**** Provided data ****

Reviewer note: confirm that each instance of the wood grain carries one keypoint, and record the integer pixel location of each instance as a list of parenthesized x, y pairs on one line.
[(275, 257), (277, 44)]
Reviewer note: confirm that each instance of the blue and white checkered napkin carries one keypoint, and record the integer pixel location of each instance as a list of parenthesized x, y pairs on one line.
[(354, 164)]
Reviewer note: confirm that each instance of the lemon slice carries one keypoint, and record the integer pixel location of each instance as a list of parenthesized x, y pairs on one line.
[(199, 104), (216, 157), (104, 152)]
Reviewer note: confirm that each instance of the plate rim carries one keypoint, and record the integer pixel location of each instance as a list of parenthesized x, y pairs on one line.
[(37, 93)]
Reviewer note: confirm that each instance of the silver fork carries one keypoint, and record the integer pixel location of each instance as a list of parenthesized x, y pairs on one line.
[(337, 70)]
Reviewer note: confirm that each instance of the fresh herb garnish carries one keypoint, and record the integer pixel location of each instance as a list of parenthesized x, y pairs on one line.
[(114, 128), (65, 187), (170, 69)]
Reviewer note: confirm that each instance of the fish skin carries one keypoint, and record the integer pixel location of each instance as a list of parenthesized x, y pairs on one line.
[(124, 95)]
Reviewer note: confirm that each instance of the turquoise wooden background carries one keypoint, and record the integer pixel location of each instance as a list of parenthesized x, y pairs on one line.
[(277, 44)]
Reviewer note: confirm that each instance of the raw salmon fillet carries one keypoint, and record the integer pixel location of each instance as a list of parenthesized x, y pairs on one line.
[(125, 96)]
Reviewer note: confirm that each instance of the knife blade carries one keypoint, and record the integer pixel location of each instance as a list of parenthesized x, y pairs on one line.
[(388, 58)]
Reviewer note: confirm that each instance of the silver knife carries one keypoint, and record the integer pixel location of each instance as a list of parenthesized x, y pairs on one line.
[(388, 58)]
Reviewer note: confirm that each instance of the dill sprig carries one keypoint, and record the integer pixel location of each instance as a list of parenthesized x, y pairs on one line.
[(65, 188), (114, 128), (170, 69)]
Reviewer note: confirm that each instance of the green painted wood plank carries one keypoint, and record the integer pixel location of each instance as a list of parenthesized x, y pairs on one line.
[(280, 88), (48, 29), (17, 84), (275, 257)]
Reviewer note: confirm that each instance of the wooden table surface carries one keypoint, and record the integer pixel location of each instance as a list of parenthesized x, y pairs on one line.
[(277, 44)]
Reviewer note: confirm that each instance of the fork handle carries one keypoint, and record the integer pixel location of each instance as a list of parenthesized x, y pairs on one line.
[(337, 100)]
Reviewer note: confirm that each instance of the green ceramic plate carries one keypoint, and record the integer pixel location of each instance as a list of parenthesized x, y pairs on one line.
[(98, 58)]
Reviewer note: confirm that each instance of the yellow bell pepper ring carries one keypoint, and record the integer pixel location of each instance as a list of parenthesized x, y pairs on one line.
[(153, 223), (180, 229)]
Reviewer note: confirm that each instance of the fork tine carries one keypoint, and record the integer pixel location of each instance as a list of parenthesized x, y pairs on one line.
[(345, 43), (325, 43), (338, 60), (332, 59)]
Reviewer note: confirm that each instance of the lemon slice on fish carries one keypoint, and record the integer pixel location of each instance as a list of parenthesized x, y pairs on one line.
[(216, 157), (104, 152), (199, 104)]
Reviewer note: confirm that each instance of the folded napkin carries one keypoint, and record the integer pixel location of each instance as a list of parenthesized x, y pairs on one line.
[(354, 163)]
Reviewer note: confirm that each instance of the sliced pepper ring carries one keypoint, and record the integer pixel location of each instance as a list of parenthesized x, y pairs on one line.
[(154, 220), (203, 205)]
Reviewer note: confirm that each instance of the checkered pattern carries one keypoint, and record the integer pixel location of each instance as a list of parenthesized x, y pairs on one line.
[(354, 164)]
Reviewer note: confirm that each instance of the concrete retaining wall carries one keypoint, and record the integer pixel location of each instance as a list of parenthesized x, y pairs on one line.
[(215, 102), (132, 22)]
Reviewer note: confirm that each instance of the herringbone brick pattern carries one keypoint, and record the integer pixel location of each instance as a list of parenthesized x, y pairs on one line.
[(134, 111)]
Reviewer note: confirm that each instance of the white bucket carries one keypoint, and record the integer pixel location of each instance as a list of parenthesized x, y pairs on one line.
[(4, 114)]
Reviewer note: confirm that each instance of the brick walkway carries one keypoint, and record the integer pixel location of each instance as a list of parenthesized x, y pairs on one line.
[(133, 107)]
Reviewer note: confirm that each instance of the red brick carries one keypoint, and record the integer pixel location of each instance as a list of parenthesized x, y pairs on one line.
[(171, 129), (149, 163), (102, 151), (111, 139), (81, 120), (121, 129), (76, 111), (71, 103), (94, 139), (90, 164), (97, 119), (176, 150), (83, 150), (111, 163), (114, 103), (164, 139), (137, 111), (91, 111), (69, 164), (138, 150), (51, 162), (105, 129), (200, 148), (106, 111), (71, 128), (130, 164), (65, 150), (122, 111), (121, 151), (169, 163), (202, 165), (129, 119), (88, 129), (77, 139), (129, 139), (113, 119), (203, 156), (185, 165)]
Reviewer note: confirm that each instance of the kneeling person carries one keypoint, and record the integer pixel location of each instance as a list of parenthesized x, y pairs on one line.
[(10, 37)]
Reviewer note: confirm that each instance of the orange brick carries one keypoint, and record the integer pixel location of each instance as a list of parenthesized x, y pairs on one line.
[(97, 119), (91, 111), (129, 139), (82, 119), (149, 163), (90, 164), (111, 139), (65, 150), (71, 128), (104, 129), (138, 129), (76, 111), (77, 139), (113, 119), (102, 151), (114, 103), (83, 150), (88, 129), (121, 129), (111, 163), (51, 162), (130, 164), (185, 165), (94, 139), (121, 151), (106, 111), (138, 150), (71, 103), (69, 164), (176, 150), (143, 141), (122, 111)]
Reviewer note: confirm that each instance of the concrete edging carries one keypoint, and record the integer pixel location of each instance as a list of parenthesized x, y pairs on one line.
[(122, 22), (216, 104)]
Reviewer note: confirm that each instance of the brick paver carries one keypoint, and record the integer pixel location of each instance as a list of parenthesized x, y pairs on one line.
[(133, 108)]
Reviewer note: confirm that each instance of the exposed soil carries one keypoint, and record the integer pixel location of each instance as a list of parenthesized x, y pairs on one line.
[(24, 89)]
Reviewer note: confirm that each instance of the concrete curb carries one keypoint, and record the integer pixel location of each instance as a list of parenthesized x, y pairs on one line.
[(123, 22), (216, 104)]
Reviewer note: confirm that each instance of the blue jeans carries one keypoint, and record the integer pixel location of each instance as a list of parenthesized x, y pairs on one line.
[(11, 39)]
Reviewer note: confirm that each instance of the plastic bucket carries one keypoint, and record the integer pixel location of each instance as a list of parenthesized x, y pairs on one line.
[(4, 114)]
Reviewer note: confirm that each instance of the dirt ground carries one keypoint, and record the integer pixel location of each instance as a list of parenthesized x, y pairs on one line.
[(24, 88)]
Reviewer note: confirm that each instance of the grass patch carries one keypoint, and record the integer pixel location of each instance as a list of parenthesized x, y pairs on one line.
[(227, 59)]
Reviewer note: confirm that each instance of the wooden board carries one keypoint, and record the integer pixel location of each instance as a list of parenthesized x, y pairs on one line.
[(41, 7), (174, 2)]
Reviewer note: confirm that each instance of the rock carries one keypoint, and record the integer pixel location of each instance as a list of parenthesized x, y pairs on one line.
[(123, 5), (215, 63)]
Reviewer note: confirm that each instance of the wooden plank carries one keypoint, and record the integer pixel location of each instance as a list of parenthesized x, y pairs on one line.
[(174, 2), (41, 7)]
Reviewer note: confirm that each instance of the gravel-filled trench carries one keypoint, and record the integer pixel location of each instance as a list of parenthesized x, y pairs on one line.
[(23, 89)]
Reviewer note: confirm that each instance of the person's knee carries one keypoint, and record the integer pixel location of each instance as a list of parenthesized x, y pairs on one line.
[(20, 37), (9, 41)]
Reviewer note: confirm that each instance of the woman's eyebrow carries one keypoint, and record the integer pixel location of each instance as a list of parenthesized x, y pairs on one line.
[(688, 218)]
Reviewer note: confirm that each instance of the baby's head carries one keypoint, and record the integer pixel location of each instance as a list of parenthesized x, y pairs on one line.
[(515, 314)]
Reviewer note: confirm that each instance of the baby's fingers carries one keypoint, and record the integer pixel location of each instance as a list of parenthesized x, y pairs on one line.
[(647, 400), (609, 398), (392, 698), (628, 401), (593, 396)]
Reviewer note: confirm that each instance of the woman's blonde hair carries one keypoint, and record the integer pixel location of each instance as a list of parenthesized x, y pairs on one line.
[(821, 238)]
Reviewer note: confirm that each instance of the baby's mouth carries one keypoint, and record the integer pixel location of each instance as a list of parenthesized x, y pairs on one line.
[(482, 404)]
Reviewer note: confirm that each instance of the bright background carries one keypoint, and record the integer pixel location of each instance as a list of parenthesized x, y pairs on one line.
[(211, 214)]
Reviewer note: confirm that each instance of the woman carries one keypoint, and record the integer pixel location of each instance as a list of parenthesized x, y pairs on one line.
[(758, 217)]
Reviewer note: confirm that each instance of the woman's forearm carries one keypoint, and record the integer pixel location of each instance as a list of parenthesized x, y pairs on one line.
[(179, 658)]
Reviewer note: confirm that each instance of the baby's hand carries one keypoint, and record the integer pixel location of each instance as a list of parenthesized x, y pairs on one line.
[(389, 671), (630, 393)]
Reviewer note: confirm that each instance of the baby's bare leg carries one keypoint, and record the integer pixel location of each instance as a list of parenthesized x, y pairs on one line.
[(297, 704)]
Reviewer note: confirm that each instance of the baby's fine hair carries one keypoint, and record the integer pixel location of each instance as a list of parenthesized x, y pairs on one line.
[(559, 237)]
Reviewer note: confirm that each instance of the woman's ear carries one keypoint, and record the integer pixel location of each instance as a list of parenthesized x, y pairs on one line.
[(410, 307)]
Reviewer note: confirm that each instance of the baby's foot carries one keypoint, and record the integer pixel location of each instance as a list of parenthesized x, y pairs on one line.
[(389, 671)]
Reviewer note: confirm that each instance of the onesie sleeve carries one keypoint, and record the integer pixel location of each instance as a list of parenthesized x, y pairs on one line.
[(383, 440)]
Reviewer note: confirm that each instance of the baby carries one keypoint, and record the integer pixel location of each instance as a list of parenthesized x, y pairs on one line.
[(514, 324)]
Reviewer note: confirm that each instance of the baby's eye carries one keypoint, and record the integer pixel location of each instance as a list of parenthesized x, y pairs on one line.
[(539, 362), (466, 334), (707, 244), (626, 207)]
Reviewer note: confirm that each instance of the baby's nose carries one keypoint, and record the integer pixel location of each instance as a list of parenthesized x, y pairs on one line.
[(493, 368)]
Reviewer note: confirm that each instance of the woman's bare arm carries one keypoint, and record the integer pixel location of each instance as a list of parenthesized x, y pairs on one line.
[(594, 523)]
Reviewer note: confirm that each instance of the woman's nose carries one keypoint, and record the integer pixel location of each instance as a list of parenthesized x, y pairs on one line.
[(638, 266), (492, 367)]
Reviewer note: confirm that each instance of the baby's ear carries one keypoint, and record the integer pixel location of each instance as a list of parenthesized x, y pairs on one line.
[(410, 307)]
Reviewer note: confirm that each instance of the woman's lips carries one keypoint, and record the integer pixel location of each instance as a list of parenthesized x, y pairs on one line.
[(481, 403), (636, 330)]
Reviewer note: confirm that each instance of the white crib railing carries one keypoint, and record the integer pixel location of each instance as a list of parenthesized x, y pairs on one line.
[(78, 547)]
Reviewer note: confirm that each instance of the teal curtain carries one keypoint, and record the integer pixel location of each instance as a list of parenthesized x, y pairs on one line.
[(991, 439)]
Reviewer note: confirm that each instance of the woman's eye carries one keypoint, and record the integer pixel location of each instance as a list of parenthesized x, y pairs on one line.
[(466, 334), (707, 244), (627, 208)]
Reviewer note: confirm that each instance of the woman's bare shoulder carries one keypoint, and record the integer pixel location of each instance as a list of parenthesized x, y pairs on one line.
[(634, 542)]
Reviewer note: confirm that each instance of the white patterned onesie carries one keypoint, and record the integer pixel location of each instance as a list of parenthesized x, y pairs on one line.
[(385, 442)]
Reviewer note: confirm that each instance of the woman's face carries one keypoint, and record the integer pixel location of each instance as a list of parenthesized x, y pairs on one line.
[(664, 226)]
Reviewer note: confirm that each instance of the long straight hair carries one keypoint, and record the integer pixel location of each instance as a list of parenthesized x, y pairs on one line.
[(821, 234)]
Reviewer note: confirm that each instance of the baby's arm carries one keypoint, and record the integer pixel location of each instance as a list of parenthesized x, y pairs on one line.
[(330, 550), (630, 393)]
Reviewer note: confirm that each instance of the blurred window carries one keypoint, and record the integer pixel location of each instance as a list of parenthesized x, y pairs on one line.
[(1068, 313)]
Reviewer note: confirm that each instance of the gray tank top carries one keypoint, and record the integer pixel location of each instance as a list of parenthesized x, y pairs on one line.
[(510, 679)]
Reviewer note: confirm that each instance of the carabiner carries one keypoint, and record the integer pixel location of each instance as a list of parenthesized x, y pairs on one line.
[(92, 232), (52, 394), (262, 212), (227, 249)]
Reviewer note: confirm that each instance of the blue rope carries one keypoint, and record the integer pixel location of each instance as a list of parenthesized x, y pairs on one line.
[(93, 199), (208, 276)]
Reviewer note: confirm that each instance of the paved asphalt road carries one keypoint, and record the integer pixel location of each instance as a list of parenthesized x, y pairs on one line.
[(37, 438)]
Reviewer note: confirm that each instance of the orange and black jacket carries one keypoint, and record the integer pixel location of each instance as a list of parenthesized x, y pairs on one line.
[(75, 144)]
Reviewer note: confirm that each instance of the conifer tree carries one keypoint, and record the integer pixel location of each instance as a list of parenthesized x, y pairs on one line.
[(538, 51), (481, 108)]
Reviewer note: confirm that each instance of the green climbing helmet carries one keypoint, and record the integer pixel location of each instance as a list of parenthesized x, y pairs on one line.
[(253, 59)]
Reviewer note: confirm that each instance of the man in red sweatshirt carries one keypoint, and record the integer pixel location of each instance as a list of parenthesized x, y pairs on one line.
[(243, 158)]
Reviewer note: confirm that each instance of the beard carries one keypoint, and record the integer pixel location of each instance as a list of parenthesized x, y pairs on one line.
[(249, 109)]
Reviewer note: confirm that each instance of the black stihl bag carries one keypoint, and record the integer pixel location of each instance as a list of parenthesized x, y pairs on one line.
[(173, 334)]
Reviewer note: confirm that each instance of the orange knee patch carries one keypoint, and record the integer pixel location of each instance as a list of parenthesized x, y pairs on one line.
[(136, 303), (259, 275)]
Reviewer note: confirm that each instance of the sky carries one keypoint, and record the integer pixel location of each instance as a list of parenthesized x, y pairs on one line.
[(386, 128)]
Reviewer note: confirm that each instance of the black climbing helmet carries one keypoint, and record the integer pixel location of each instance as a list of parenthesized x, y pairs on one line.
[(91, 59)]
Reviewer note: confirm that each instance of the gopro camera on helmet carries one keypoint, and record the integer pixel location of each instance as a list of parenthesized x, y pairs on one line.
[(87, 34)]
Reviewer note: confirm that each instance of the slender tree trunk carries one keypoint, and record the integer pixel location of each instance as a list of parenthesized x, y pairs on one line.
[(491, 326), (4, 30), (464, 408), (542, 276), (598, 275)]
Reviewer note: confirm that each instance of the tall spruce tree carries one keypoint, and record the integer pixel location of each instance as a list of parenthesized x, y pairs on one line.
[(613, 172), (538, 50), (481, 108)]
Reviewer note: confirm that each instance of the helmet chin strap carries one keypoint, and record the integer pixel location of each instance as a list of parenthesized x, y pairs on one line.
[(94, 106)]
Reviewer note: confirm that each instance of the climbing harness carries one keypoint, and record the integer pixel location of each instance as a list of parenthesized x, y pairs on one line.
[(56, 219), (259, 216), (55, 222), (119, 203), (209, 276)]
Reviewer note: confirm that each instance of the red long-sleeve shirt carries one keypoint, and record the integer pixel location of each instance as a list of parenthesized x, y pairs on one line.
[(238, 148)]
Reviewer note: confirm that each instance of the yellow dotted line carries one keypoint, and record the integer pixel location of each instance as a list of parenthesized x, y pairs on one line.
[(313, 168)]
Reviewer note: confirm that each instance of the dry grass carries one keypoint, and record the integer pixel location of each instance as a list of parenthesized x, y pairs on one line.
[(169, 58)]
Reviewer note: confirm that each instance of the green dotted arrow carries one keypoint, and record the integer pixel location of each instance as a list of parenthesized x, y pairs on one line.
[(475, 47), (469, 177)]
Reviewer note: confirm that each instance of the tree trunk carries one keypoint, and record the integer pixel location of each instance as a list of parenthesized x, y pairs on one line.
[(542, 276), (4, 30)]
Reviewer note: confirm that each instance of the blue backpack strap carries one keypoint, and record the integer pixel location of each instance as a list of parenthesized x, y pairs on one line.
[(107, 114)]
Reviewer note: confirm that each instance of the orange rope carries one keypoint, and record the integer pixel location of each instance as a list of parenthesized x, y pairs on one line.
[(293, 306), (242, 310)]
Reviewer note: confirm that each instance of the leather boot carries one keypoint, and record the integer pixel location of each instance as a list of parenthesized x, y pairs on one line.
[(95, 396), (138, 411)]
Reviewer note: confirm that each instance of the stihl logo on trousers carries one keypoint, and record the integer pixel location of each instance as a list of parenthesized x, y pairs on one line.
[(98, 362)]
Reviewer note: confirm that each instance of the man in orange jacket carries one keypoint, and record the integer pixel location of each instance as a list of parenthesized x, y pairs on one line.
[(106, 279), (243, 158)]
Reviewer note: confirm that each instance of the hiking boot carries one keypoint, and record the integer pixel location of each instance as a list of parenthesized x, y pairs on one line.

****

■ About this exercise: From the line containing "Reviewer note: confirm that each instance of the stihl" to the last line of the records above, please write out every line exactly and add nothing.

■ Response area:
Reviewer note: confirm that each instance of the stihl logo on trousers carries one keypoint, and record the integer pixel location of each instance as a list of parenthesized x, y pairs on one line.
[(98, 362)]
Reviewer note: confirm that each instance of the man in orange jacket carries one keypoint, and record the integer pixel location of each instance as a list of parenthesized x, y pairs on one line.
[(106, 279), (243, 158)]
Reviewer note: confirm that each instance of the hiking boot carries one keypoint, and record the integer pixel location of each instance as a list of parenthesized x, y pairs on one line.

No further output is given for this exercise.